- _TASK PROMPT_
Check every line of the data below for the word "treeline". Copy the ones that have it.

- _DATA SECTION_

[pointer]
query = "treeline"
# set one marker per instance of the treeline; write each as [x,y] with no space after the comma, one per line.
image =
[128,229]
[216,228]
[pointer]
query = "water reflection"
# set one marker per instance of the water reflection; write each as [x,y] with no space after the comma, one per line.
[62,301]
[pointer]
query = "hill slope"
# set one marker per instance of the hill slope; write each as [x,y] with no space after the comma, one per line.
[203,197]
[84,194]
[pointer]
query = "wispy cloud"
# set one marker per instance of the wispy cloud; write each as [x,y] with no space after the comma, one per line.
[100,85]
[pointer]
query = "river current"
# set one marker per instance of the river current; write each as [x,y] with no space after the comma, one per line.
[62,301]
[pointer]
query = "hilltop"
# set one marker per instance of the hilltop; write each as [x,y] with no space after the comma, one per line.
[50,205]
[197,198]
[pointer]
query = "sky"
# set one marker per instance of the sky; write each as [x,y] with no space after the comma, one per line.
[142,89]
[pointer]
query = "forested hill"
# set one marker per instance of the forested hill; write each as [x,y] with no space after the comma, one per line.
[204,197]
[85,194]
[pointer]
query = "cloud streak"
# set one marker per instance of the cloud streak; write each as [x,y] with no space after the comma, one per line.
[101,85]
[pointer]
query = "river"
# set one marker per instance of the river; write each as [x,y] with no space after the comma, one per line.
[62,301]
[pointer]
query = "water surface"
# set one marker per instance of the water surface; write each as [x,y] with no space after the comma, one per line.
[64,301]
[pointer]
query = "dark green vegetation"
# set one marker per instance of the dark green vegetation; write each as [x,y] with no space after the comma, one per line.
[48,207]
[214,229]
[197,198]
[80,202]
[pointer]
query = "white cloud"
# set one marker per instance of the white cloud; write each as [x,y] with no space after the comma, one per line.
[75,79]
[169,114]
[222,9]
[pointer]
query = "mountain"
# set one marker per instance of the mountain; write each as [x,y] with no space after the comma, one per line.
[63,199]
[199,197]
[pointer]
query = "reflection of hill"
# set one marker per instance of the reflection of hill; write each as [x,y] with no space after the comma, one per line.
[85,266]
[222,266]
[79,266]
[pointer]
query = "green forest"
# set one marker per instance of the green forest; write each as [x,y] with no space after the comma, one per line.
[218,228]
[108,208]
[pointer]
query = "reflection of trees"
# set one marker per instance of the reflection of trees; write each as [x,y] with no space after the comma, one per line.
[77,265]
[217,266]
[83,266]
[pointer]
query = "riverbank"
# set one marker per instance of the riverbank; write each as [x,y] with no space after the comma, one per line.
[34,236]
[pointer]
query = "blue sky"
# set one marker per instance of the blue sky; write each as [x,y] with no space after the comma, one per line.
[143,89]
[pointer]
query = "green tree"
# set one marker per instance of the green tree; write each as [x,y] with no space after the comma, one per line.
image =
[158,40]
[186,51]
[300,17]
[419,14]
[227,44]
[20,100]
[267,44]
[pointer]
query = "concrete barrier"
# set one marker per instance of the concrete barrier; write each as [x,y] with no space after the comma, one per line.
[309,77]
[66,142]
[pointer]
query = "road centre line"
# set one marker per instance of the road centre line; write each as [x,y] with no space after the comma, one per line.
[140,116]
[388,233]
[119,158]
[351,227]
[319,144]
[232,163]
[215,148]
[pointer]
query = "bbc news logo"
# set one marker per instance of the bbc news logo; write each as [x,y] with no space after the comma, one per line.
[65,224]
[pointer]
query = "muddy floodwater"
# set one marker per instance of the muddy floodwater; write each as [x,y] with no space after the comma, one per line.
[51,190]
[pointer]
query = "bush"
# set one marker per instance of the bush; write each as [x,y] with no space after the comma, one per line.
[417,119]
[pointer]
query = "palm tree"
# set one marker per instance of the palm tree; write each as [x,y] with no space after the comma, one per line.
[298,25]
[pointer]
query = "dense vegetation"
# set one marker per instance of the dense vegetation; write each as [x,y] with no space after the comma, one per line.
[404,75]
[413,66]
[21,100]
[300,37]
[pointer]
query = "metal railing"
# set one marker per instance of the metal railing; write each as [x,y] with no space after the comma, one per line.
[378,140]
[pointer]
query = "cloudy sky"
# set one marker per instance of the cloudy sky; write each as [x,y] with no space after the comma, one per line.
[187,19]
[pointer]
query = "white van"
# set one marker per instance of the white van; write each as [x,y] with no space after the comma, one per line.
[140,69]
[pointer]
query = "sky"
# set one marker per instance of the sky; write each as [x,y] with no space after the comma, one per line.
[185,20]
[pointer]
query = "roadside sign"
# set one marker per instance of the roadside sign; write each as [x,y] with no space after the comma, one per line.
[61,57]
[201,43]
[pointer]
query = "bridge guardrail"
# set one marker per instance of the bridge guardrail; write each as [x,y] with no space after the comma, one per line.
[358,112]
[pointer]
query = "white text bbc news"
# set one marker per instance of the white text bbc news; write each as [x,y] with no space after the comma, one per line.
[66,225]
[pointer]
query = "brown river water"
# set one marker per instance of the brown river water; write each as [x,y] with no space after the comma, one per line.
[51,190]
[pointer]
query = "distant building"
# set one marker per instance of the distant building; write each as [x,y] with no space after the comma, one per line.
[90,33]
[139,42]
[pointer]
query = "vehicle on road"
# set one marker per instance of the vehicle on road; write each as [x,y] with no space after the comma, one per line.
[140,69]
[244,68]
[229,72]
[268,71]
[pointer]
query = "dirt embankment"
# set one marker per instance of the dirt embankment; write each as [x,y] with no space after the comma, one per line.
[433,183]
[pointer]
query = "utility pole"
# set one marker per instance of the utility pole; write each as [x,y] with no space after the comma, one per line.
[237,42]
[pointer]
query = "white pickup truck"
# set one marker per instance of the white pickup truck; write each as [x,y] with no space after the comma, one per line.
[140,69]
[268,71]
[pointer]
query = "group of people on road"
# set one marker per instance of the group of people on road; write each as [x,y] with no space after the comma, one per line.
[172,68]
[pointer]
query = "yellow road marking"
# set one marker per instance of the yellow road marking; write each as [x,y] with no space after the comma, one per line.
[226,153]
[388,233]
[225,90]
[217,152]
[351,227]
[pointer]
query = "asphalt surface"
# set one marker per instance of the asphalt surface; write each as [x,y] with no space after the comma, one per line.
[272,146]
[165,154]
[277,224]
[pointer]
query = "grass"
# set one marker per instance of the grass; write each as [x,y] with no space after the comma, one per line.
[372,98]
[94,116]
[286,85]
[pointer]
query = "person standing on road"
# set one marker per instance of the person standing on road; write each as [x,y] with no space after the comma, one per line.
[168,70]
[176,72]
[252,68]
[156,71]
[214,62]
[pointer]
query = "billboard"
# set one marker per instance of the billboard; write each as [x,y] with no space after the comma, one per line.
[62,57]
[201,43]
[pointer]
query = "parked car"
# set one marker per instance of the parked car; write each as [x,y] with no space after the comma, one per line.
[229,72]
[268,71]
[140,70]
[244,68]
==
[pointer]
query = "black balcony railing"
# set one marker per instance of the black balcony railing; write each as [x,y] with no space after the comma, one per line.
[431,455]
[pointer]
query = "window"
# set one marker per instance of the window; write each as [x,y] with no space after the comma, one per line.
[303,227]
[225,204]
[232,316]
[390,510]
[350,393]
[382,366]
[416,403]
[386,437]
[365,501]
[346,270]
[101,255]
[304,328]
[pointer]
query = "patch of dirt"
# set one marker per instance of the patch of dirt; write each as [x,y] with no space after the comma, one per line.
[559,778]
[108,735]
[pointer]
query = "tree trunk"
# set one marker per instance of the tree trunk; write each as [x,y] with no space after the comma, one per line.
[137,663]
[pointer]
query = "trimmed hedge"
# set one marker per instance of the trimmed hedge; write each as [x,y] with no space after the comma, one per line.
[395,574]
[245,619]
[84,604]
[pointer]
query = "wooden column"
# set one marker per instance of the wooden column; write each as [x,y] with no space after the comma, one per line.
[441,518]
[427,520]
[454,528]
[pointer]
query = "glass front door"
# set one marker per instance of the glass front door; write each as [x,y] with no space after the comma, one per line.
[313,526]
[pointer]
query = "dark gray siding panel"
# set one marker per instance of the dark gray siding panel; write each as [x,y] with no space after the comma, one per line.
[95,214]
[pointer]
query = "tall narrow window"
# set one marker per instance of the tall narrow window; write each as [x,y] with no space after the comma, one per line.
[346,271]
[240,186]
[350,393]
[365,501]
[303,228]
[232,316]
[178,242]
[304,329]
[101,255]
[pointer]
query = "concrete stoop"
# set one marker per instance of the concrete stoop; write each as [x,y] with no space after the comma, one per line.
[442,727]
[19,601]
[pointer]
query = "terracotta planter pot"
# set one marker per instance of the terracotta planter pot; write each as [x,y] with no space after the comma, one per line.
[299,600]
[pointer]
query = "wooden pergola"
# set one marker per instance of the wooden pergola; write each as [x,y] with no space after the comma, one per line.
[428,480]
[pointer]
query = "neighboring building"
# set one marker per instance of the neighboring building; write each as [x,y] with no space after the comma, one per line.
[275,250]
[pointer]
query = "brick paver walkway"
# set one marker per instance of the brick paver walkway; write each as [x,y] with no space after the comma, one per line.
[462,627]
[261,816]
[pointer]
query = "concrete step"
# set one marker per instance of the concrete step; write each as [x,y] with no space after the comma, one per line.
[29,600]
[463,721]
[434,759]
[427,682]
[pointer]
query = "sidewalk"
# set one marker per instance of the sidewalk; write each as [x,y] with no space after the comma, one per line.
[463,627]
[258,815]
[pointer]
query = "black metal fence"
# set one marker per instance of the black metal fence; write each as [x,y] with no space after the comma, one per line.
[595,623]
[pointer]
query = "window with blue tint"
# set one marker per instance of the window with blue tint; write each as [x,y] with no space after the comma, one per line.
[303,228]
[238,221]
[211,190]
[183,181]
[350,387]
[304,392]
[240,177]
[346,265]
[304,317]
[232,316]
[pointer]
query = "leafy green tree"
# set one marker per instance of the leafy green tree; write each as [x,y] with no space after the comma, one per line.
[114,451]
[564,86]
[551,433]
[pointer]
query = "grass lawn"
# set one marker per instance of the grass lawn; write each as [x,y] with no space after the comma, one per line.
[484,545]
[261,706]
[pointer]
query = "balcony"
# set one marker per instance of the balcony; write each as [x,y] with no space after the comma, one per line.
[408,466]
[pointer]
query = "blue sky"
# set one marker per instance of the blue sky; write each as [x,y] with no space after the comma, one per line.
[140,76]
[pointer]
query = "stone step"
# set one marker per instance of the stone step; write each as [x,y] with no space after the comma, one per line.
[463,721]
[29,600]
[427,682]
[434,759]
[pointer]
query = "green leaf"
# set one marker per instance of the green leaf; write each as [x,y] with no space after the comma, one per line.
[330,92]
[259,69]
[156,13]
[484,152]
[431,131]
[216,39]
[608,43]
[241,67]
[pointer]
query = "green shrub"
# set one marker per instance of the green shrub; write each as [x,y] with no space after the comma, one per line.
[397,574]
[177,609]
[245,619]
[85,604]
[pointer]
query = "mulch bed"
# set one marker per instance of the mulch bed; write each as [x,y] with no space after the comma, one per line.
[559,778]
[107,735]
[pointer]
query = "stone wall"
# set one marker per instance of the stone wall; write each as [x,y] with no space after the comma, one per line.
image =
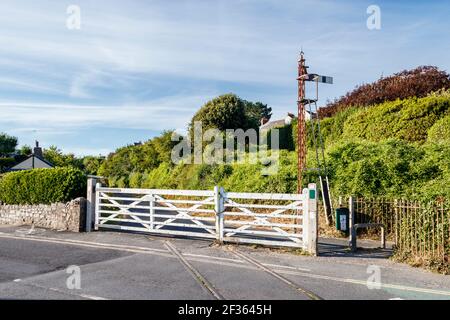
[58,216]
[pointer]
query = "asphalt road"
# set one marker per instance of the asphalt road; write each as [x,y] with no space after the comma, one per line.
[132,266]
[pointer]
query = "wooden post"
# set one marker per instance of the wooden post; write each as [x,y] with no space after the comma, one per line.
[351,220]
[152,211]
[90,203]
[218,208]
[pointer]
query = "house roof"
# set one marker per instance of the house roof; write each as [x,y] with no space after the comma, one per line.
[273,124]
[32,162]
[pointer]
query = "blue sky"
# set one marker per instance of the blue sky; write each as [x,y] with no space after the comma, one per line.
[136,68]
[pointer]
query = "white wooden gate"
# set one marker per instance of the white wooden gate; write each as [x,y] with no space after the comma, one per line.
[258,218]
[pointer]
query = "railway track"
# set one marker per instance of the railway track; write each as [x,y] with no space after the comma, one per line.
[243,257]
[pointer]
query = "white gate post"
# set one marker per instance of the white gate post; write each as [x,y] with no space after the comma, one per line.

- _TASK OUTPUT_
query = "treeline"
# set one marker per instance of the treeline; write each as [x,y] with no space after the comma, one per line.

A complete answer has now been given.